◆ Working data ◆
<<<<

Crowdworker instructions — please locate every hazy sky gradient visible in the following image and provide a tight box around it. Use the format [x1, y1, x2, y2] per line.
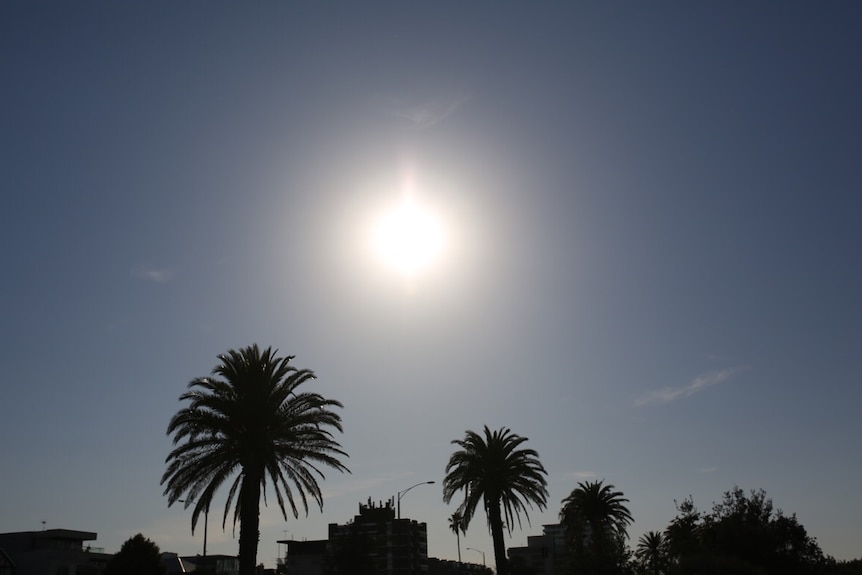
[0, 1, 862, 565]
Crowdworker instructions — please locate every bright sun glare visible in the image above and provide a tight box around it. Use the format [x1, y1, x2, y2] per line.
[374, 196, 444, 277]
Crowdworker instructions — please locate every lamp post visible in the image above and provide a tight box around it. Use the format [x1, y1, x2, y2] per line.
[397, 481, 434, 519]
[177, 499, 210, 557]
[467, 547, 487, 567]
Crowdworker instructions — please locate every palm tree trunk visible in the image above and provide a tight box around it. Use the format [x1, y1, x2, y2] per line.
[239, 471, 260, 575]
[488, 501, 509, 575]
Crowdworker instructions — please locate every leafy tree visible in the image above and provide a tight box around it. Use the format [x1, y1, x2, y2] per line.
[449, 511, 467, 563]
[102, 533, 168, 575]
[560, 481, 633, 574]
[667, 487, 829, 575]
[443, 425, 548, 575]
[635, 531, 667, 575]
[161, 344, 348, 575]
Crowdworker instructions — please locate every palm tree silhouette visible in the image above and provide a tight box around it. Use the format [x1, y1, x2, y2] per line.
[443, 425, 548, 575]
[560, 481, 633, 572]
[635, 531, 667, 575]
[449, 511, 467, 563]
[161, 344, 349, 575]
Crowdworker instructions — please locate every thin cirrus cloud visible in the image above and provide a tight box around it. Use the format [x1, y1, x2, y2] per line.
[635, 366, 748, 407]
[132, 266, 174, 284]
[384, 94, 469, 130]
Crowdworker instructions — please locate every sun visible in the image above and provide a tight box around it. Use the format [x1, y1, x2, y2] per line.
[373, 196, 445, 277]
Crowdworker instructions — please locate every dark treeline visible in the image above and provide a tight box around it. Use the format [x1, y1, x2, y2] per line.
[159, 345, 862, 575]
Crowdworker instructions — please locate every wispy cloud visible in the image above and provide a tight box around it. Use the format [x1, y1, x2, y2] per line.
[635, 366, 748, 407]
[132, 266, 174, 284]
[566, 471, 597, 480]
[384, 94, 469, 130]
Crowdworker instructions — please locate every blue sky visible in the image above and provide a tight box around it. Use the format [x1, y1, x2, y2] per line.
[0, 2, 862, 565]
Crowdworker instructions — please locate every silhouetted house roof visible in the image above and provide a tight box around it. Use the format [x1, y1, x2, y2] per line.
[0, 549, 15, 575]
[0, 529, 111, 575]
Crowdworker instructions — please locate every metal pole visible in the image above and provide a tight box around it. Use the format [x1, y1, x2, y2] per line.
[396, 481, 434, 519]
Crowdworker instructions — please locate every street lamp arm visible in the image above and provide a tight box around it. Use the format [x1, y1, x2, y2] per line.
[397, 481, 434, 519]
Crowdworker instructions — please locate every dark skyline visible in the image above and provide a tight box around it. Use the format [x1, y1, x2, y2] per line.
[0, 1, 862, 565]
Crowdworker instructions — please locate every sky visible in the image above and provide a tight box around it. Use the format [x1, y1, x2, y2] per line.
[0, 0, 862, 566]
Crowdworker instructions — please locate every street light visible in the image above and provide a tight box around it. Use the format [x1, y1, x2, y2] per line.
[398, 481, 434, 519]
[467, 547, 487, 567]
[177, 499, 210, 557]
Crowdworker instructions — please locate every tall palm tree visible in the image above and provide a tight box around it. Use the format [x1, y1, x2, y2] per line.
[161, 344, 349, 575]
[449, 511, 467, 563]
[443, 425, 548, 575]
[560, 481, 633, 573]
[635, 531, 667, 575]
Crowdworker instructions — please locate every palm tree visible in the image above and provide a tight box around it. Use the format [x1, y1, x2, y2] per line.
[449, 511, 467, 563]
[443, 425, 548, 575]
[635, 531, 667, 575]
[161, 344, 349, 575]
[560, 481, 633, 573]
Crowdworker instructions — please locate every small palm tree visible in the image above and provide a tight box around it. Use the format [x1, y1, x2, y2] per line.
[443, 425, 548, 575]
[560, 481, 633, 573]
[161, 345, 349, 575]
[449, 511, 467, 563]
[635, 531, 667, 575]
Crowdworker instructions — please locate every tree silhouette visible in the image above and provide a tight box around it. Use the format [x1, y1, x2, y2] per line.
[102, 533, 168, 575]
[449, 511, 467, 563]
[161, 344, 348, 575]
[667, 487, 829, 575]
[560, 481, 633, 574]
[635, 531, 667, 575]
[443, 425, 548, 575]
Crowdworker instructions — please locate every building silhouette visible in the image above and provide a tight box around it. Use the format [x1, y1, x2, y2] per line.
[0, 529, 112, 575]
[279, 498, 428, 575]
[508, 523, 569, 575]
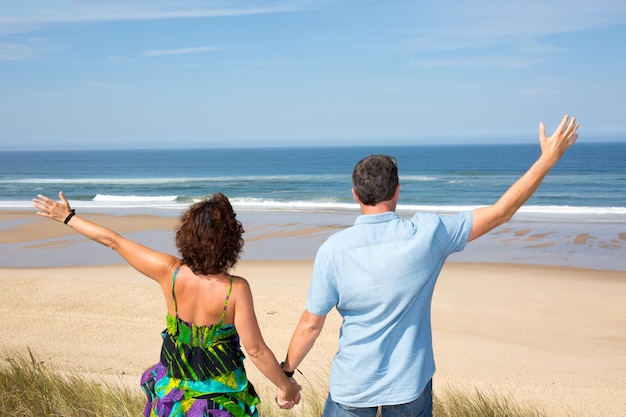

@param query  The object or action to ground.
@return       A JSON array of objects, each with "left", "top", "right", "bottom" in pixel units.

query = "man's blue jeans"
[{"left": 322, "top": 381, "right": 433, "bottom": 417}]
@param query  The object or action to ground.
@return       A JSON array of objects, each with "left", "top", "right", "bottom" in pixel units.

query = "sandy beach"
[{"left": 0, "top": 212, "right": 626, "bottom": 417}]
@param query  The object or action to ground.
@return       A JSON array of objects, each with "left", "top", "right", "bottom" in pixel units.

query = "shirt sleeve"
[
  {"left": 306, "top": 246, "right": 339, "bottom": 316},
  {"left": 442, "top": 210, "right": 473, "bottom": 254}
]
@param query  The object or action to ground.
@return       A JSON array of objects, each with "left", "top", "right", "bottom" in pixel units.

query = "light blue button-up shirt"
[{"left": 306, "top": 211, "right": 472, "bottom": 407}]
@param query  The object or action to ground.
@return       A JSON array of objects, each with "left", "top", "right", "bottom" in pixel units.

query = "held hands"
[
  {"left": 539, "top": 115, "right": 578, "bottom": 162},
  {"left": 33, "top": 191, "right": 73, "bottom": 222},
  {"left": 276, "top": 378, "right": 302, "bottom": 410}
]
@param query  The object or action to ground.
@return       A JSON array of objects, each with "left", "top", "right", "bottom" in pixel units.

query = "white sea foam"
[{"left": 93, "top": 194, "right": 178, "bottom": 203}]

>>>>

◆ Given request ◆
Can you return all of the records above verbatim, leaving out the pictures?

◆ Expected output ◆
Crowdworker instructions — please locate every hazy sky gradient visible in the following image and provide a tight box around it. Use the format [x1, y1, x2, y2] per line.
[0, 1, 862, 565]
Crowdworker instructions — please locate every bright sun glare visible in the image above and provide a tight box around it. Use the format [x1, y1, x2, y2] per line.
[374, 196, 444, 277]
Crowdworker instructions — please locate every lamp post visible in the image above and provide a tight box around it. Use the format [x1, y1, x2, y2] per line.
[397, 481, 434, 519]
[177, 499, 210, 557]
[467, 547, 487, 567]
Crowdworker instructions — please locate every palm tree trunk visible in the image above and provide a tight box around it. Use the format [x1, y1, x2, y2] per line.
[239, 471, 260, 575]
[488, 501, 509, 575]
Crowdworker instructions — please locate every leafy tree visible in the image above and provide a tight box around it. Use the format [x1, y1, x2, y2] per line.
[449, 511, 467, 563]
[102, 533, 168, 575]
[560, 481, 633, 574]
[667, 487, 829, 575]
[443, 425, 548, 575]
[635, 531, 667, 575]
[161, 344, 348, 575]
Crowdworker instructions — please locate every palm tree silhouette visible in the image above and provide a tight box around it. Use the format [x1, y1, x2, y2] per line.
[443, 425, 548, 575]
[560, 481, 633, 572]
[635, 531, 667, 575]
[449, 511, 467, 563]
[161, 344, 349, 575]
Crowdworker instructions — please locate every thin cirrus cloud visible in the image above and provide a tight box around it. Use the format [x1, y1, x2, y2] per line.
[635, 366, 748, 407]
[132, 266, 174, 284]
[384, 94, 469, 130]
Crowdworker instructions — please locate every sun visible in the image above and provide a tight box around it. Use the format [x1, y1, x2, y2] per line.
[373, 196, 445, 277]
Crowdworker instructions — please locate every dark treeline visible in the image above and provide a tight box around it. Use the format [x1, y1, x2, y2] per line.
[159, 345, 862, 575]
Crowdworker instructions — please locate every wispy cloud visible in the image above and provide a tight box around it. Use the format [x1, y1, x2, y2] per line.
[635, 366, 748, 407]
[132, 266, 174, 284]
[566, 471, 597, 480]
[384, 94, 469, 130]
Crowdworker instructions — please locate every blue sky visible in the image above and provide a tight box around it. Use the format [x1, y1, x2, y2] per line.
[0, 2, 862, 565]
Crowdworker instructions — please locate every silhouetted house roof visible in the image above and provide a tight box around it. Use the format [x1, y1, x2, y2] per line.
[0, 549, 15, 575]
[0, 529, 111, 575]
Crowdworker instructions — please locate every metal pole visible in the image above and provide a tight box around it. Use the format [x1, y1, x2, y2] per line.
[396, 481, 434, 519]
Crowdworker instructions — please locate every street lamp arm visible in the image above and provide a tight box around it. Use the format [x1, y1, x2, y2] per line.
[397, 481, 434, 519]
Crowdworker instructions — please locate every dark skyline visible in the image above and provide a tight box around it. Use the format [x1, y1, x2, y2] per line.
[0, 1, 862, 565]
Crowdworker instructions — please locate every sky visible in the image above and provide a tight box around it. Use the format [x1, y1, x2, y2] per line.
[0, 0, 862, 566]
Crowdworker instructions — please locate every street light visible in the image above and provide a tight box around it. Use the format [x1, y1, x2, y2] per line.
[398, 481, 434, 519]
[467, 547, 487, 567]
[177, 499, 210, 557]
Crowdworker instructions — please locate every tall palm tree visible in the image above and provide a tight box around it. Use the format [x1, y1, x2, y2] per line.
[161, 344, 349, 575]
[449, 511, 467, 563]
[443, 425, 548, 575]
[560, 481, 633, 573]
[635, 531, 667, 575]
Crowdworker instructions — please locate every palm tree visible in the image above and provide a tight box around it. Use the format [x1, y1, x2, y2] per line.
[449, 511, 467, 563]
[443, 425, 548, 575]
[635, 531, 667, 575]
[161, 344, 349, 575]
[560, 481, 633, 573]
Crowdworker instructions — please locate every small palm tree visible in the image above and provide a tight box around it. Use the format [x1, y1, x2, y2] per line.
[443, 425, 548, 575]
[560, 481, 633, 573]
[161, 345, 349, 575]
[449, 511, 467, 563]
[635, 531, 667, 575]
Crowdworker instructions — please locate every tree silhouette visible in the image above and provide a tight box around it. Use the format [x1, y1, x2, y2] per line.
[102, 533, 168, 575]
[449, 511, 467, 563]
[161, 344, 348, 575]
[667, 487, 829, 575]
[560, 481, 633, 574]
[635, 531, 667, 575]
[443, 425, 548, 575]
Crowdworker instructions — please locate every building silhouette visible in the image above and provide a tight box around it. Use the format [x1, y1, x2, y2] per line.
[0, 529, 112, 575]
[279, 498, 428, 575]
[508, 523, 569, 575]

@param query  The object or action to ground.
@return       A JSON array of objects, each with "left", "top", "right", "bottom" in pixel units.

query = "man's blue jeans"
[{"left": 322, "top": 381, "right": 433, "bottom": 417}]
@param query  The object or action to ground.
@return       A JSON array of objects, each with "left", "top", "right", "bottom" in pixel units.

query = "sandy beach"
[{"left": 0, "top": 212, "right": 626, "bottom": 417}]
@param query  The object or action to ground.
@return       A JSON array of objects, each with "left", "top", "right", "bottom" in pixel units.

query = "shirt sleeve"
[
  {"left": 306, "top": 246, "right": 339, "bottom": 316},
  {"left": 442, "top": 210, "right": 473, "bottom": 254}
]
@param query  The object or action to ground.
@return       A JSON array of objects, each with "left", "top", "right", "bottom" in pixel units.

query = "light blue button-up shirt"
[{"left": 306, "top": 211, "right": 472, "bottom": 407}]
@param query  The object or action to ground.
@return       A JSON array of objects, each with "left", "top", "right", "bottom" in pixel units.

query = "held hands"
[
  {"left": 539, "top": 115, "right": 578, "bottom": 162},
  {"left": 33, "top": 191, "right": 73, "bottom": 222},
  {"left": 276, "top": 378, "right": 302, "bottom": 410}
]
@param query  The object or action to ground.
@return       A JSON array of objects, each with "left", "top", "right", "bottom" in pixel units.

query = "white sea foam"
[{"left": 93, "top": 194, "right": 178, "bottom": 203}]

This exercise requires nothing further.